Stated goal — Convert all of the data below into a JSON list of strings, with each line as its own string and any blank lines left out.
-- start of Supplied entries --
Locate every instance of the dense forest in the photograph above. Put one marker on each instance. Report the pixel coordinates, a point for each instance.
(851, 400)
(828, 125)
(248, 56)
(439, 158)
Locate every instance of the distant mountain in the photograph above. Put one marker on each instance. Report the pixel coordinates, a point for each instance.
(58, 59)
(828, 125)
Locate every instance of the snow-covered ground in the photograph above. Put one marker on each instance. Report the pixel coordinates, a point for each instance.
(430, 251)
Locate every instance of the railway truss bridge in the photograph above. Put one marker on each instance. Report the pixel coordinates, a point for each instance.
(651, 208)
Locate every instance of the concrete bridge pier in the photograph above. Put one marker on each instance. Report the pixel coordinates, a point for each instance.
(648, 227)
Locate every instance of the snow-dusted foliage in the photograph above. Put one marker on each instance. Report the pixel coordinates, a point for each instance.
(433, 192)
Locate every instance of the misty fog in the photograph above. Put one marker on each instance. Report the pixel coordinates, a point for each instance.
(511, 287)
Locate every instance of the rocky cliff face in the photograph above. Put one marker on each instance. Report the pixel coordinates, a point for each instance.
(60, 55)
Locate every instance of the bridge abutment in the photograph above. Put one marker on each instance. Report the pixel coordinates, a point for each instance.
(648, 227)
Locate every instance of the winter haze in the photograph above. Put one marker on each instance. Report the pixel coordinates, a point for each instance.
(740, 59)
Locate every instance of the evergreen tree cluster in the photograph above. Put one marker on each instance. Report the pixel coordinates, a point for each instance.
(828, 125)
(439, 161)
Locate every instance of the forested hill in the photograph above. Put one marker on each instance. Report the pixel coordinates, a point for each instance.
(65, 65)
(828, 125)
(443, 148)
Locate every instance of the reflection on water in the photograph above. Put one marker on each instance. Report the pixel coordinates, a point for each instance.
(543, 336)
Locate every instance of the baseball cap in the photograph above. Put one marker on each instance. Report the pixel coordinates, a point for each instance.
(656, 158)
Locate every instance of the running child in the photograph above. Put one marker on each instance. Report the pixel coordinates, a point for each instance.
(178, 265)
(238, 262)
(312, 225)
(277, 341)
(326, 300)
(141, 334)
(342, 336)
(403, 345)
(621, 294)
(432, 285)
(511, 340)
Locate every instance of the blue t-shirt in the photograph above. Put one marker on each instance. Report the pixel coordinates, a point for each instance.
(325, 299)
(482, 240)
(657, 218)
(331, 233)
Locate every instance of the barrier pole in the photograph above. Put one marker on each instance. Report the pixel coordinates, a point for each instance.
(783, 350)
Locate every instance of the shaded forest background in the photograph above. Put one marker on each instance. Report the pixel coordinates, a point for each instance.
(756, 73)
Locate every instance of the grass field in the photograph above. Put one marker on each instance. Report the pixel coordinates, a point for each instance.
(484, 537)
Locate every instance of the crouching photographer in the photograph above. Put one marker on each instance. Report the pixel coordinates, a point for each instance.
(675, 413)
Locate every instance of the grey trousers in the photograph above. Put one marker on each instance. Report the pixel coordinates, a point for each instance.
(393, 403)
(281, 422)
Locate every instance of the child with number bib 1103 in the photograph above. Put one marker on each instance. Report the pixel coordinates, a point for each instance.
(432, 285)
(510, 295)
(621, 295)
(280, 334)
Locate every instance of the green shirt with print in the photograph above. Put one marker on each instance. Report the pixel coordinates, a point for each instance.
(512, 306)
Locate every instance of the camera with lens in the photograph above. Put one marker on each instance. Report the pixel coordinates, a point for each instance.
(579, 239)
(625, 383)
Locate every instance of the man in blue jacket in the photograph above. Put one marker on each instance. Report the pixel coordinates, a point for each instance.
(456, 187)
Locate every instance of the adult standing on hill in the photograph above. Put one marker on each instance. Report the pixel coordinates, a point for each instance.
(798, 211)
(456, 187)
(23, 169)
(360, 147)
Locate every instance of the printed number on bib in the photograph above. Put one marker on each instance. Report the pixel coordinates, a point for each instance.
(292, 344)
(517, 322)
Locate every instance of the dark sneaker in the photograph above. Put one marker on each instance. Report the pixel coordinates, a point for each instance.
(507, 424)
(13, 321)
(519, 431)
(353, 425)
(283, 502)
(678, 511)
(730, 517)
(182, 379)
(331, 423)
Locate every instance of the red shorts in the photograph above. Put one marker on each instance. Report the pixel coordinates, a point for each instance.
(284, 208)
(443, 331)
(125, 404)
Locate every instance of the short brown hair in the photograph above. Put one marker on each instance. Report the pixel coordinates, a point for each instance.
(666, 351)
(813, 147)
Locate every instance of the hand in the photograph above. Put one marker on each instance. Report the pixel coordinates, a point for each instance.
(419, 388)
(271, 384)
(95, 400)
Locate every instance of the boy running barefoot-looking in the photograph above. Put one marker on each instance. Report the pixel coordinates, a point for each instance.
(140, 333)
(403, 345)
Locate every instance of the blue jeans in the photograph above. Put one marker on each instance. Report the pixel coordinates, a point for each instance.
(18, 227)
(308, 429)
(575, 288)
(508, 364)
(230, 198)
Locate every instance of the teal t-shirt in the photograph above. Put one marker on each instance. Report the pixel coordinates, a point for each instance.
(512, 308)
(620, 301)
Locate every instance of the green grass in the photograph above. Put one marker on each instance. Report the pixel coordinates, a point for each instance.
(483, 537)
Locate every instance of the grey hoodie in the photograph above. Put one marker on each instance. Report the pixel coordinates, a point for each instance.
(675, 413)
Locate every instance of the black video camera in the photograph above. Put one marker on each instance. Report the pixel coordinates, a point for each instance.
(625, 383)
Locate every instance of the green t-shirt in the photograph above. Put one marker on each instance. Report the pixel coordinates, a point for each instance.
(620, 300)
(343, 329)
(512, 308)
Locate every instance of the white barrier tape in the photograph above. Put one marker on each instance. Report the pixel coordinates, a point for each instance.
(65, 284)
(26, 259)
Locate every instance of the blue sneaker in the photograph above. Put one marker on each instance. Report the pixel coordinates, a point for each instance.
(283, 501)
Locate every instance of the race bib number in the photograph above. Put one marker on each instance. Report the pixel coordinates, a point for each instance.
-- end of Supplied entries --
Solution —
[
  "Locate every instance of the dense forest in the photograph above. Put one marker on each instance. Report the pixel coordinates, a point for each instance.",
  "(851, 400)",
  "(828, 125)",
  "(248, 56)",
  "(439, 158)",
  "Locate every instance of the distant mountain in the photograph above. Put one marker on each instance. Report the pixel coordinates, a point for each instance.",
  "(58, 59)",
  "(828, 125)",
  "Locate every instance of the snow-covered ground in the photograph above. Put one marker on each instance. Report the pixel coordinates, a point for each instance.",
  "(430, 251)",
  "Locate every instance of the railway truss bridge in the photograph above. Put one marker on each instance. Report the pixel coordinates, a point for each instance.",
  "(651, 208)",
  "Locate every instance of the concrete bridge pier in the photograph above. Put one marker on each instance. Report the pixel coordinates, a point for each instance.",
  "(648, 227)",
  "Locate every instance of the snow-dusted foliage in the photograph above. Put one marker on each instance. Report the pixel coordinates, a point for each instance.",
  "(433, 192)",
  "Locate every instance of the misty fog in the photograph above. Put one marker on each instance. Report the pixel coordinates, a point for each instance.",
  "(511, 287)",
  "Locate every instance of the rocky cliff face in the photograph above. Put one marker on each instance. Report the pixel coordinates, a point for each instance.",
  "(60, 55)",
  "Locate every instance of the bridge abutment in the photograph above. Put one marker on each instance. Report the pixel coordinates, a point for each instance.",
  "(648, 227)",
  "Locate every instance of the winter haze in the photograph above. Put one marker on each instance. Report the pixel coordinates, a point for each instance.",
  "(740, 59)",
  "Locate every instance of the evergreen tree cluster in the photograph above. Put one marker on each instance. Report the pixel coordinates, a point for each instance.",
  "(828, 125)",
  "(439, 161)",
  "Locate every instance of the forested hill in the photograph above. Put one marker on each instance. Report the pixel coordinates, a point for each instance.",
  "(65, 65)",
  "(828, 125)",
  "(443, 148)",
  "Locate every instance of the reflection on water in the photograph above. Put one marker on each instance. Report the pixel coordinates, a point for each instance.",
  "(543, 336)",
  "Locate every instance of the baseball cap in the photograph above. Put one marker on each instance. Report the pixel coordinates, a point for each instance.",
  "(656, 158)",
  "Locate every instance of the running child in the photograph above. Put one marker on each instance. Report the pixel coordinates, a point for each instance.",
  "(178, 265)",
  "(238, 262)",
  "(312, 225)",
  "(277, 341)",
  "(326, 300)",
  "(141, 334)",
  "(342, 336)",
  "(403, 345)",
  "(621, 294)",
  "(432, 285)",
  "(511, 340)",
  "Locate every instance of the blue t-shirt in the photograph above. Put one marker on each instance. Report the pixel coordinates, a point for each instance.",
  "(325, 299)",
  "(482, 240)",
  "(657, 218)",
  "(331, 233)",
  "Locate every instance of the barrier pole in the photograph above. Put one marker on each instance. Report the pixel coordinates, a point for each instance.",
  "(783, 350)",
  "Locate every instance of the shaded forest background in the photograph above. Put one marker on each instance. Report the pixel coordinates, a point for each instance.",
  "(756, 73)",
  "Locate every instance of the grass field in the photograph above. Put one marker on each instance. Report the pixel coordinates, a point for each instance.",
  "(484, 537)",
  "Locate every instance of the crouching photographer in the photograph above. Put one marker on each instance. Report the pixel coordinates, a point for each instance.",
  "(675, 413)",
  "Locate every instance of the grey trousers in the photograph above. Put one marker on each instance. Report the pixel coordinates, a point for each instance.",
  "(393, 403)",
  "(281, 422)",
  "Locate every instance of the child with number bib 1103 in the photograph above. Put one marker on each instance. Report the pixel coordinates, a point for each instance.",
  "(432, 285)",
  "(510, 295)",
  "(621, 295)",
  "(280, 334)",
  "Locate every instance of the green shirt with print in the photograph above. Put one marker on each instance. Report the pixel coordinates, a point for each instance.",
  "(512, 306)",
  "Locate every instance of the camera with lens in the photograph above. Put one marker on each instance. Report the pixel coordinates, a point for each instance.",
  "(579, 239)",
  "(625, 383)",
  "Locate every instance of the man in blue jacket in the photograph above. Put one marker on each instance. Report the pixel coordinates, a point for each instance.",
  "(456, 187)",
  "Locate every instance of the adult standing on hill in the photograph above. Put one marker on each instance. Report the pixel coordinates, a point for each instance.",
  "(798, 211)",
  "(456, 187)",
  "(23, 169)",
  "(360, 147)",
  "Locate every instance of the printed number on bib in the photograph above. Put one marker on each instance. Report the pixel coordinates, a point for each instance.",
  "(292, 344)",
  "(517, 322)",
  "Locate every instance of the dark sneaker in the photograph above. Put one marker on each instance. Report the pixel coordinates, a point for each instance.",
  "(507, 424)",
  "(13, 321)",
  "(519, 431)",
  "(353, 425)",
  "(283, 502)",
  "(678, 511)",
  "(730, 517)",
  "(182, 379)",
  "(331, 423)",
  "Locate every instance of the red shorts in the photograph above. Put one marker on each instance. Report the pixel coordinates, a point for each instance.",
  "(284, 208)",
  "(443, 331)",
  "(125, 404)",
  "Locate every instance of the short brown hair in the photograph above. Put one marker on each instance. Report the pixel coordinates, a point for each instance.",
  "(666, 351)",
  "(813, 147)",
  "Locate every instance of the hand in the photograph above. Put one marker on each instance. Report the pixel coordinates, a point for each instance.",
  "(419, 388)",
  "(271, 384)",
  "(95, 400)",
  "Locate every instance of the boy running barefoot-looking in the photograph above. Put one marker on each instance. Report the pixel coordinates, a point for each instance.",
  "(140, 333)",
  "(403, 345)",
  "Locate every instance of the blue jeans in the photograph above. Put one marker on each instance. Report the pixel coordinates, a point for each instance.",
  "(18, 227)",
  "(308, 429)",
  "(575, 288)",
  "(508, 364)",
  "(230, 198)",
  "Locate every instance of the teal t-shirt in the photograph above. Put one marker on each instance. Report the pixel coordinates, a point for each instance.",
  "(512, 308)",
  "(620, 301)",
  "Locate every instance of the green grass in the photograph above. Put one marker on each instance. Report the pixel coordinates, a point for each instance.",
  "(483, 537)",
  "Locate every instance of the grey hoodie in the photograph above. Put one marker on each instance. Report the pixel coordinates, a point for each instance.",
  "(675, 413)",
  "Locate every instance of the black video camera in the photograph above. Put one marker on each instance. Report the pixel coordinates, a point for each instance.",
  "(625, 383)",
  "Locate every instance of the green t-shirt in the photograph above. Put one marker on each instance. Report the pixel coordinates, a point for each instance.",
  "(620, 300)",
  "(343, 329)",
  "(512, 308)",
  "Locate every instance of the white barrier tape in the photograph above. Put one marker on each instance. Report the pixel coordinates, a point for each instance.",
  "(65, 284)",
  "(26, 259)",
  "Locate every instance of the blue sneaker in the photograph above. Put one marker on each instance. Report the pixel coordinates, a point for each instance.",
  "(283, 501)",
  "Locate every instance of the race bib number in the photograph above. Put one marker on each instance. Report the pixel coordinates, a point for each instance."
]